* _Region pointing data_:

=== Section Start ===

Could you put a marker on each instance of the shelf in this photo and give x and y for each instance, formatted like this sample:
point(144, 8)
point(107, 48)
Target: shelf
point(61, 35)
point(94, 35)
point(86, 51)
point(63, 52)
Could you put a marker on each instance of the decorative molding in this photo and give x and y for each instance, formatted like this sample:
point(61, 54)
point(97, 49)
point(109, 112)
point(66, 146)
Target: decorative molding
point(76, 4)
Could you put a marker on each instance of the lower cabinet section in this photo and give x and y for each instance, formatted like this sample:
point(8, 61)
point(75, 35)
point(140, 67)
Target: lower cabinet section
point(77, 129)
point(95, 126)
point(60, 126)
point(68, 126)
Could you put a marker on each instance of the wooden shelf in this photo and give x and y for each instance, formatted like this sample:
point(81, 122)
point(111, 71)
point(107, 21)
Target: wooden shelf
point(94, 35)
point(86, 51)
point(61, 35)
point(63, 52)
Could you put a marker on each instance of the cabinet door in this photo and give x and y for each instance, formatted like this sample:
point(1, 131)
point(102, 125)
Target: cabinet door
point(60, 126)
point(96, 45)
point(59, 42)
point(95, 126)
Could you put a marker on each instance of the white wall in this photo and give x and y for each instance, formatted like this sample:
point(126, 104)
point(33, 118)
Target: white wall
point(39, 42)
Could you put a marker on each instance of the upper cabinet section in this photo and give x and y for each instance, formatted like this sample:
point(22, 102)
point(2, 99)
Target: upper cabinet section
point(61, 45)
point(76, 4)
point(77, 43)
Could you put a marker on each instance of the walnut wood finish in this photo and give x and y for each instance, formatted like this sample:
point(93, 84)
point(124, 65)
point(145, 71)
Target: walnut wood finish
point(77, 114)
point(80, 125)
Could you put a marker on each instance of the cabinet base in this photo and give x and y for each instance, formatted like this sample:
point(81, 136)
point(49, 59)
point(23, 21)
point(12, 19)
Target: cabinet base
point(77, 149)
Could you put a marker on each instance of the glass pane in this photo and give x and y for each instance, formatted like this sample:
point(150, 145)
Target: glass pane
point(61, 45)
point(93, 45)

=== Section End ===

The line above containing "Could you put a marker on each instance of the white", the line containing "point(2, 99)", and every line between them are to be transcribed exactly; no other line is wanted.

* _WRITTEN RESPONSE_:
Could you put a marker on each instance of the white wall in this photo and give x and y for each instance, formatted like this sample:
point(126, 104)
point(33, 118)
Target: white wall
point(39, 42)
Could you put a marker on each instance of the upper cabinet section in this photo and give x and y for each instance, formatted like this sample:
point(22, 102)
point(2, 99)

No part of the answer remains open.